Copy each of the rows below word for word.

Rows:
__________________________________________________

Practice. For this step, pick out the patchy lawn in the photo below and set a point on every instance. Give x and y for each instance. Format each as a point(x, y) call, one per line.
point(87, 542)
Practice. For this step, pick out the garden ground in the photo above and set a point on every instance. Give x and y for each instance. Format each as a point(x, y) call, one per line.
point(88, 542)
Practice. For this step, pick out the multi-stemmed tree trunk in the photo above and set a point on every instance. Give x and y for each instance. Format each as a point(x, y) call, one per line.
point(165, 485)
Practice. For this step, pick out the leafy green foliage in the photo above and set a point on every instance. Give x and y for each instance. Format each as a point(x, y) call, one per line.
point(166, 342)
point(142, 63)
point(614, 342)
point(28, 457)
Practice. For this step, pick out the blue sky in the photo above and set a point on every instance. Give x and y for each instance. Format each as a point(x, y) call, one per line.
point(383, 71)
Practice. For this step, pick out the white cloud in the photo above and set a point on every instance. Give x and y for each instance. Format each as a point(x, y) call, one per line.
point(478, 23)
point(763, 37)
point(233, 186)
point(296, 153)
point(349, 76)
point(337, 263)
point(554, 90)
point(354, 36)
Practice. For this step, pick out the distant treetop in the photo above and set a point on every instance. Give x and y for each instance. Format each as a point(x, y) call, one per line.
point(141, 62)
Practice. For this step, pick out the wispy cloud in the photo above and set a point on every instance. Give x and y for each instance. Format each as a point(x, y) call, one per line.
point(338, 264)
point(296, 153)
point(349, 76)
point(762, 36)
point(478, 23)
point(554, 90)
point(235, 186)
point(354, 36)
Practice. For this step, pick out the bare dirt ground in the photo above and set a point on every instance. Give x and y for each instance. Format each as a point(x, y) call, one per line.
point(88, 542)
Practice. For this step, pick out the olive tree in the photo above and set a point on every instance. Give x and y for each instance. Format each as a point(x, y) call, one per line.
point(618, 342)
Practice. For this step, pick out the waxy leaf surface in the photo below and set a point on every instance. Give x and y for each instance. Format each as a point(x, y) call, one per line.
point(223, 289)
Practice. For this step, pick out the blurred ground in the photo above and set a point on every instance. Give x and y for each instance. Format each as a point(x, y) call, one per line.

__________________________________________________

Finished exercise:
Practice. For this step, pick out the patchy lawn in the photo below and set a point on every instance. Give x and y for each instance. Format each as a point(x, y) call, one per line.
point(87, 542)
Practice. For this step, pick out the garden ground in the photo above and set a point on every instance. Give x and y for each instance. Format each as a point(x, y) call, one per line.
point(88, 542)
Practice. For this step, pick out the multi-stemmed tree trunk in the photo above and set a point on every instance. Give x and y for each instance. Format each as a point(x, y) call, one per line.
point(165, 485)
Practice. For this step, pick out the leafy green foliage in the photo above and set a point on every instance. Give x and y for each instance. Format each as a point(x, y) call, one per line.
point(166, 342)
point(142, 63)
point(614, 342)
point(28, 457)
Practice. For this step, pick out the blue sky in the photo above and set a point on every instance. Give x and y for each instance. Format each as a point(x, y) call, one per line.
point(383, 71)
Practice. For this step, pick out the white cloud in the photo above and set a point on every instance. Give x and y for each instance. Format each as a point(x, y) call, one per line.
point(478, 23)
point(763, 37)
point(233, 186)
point(296, 153)
point(349, 76)
point(337, 263)
point(554, 90)
point(354, 36)
Practice. For this step, pick out the distant treetop in the photo above and set a point on every instance. Give x and y for each instance. Format each as a point(x, y) call, one per line.
point(141, 62)
Practice. For this step, pick out the wispy cloud in the photo above and set a point on every instance. Give x and y for each instance. Format each as a point(x, y) call, one per line.
point(338, 264)
point(296, 153)
point(349, 76)
point(762, 36)
point(478, 23)
point(554, 90)
point(235, 186)
point(354, 36)
Practice. For this step, pick out the bare dirt ground in the photo above and set a point on every instance. Give x and y for each instance. Format each as a point(x, y) call, one per line.
point(88, 542)
Practice. For this step, pick out the olive tree in the photo above and set a point on every instance. Give x and y for each instance. Format each as a point(x, y) call, one per line.
point(618, 342)
Practice. For this step, pick out the waxy leaf surface in the photo below and set a point on every instance. Give x and y for each instance. Format each as a point(x, y) call, one per line.
point(223, 289)
Practice. For this step, pick out the blurred ground in the photo above and set a point on every instance. Give x and y for each instance. Format each as a point(x, y) call, one per line.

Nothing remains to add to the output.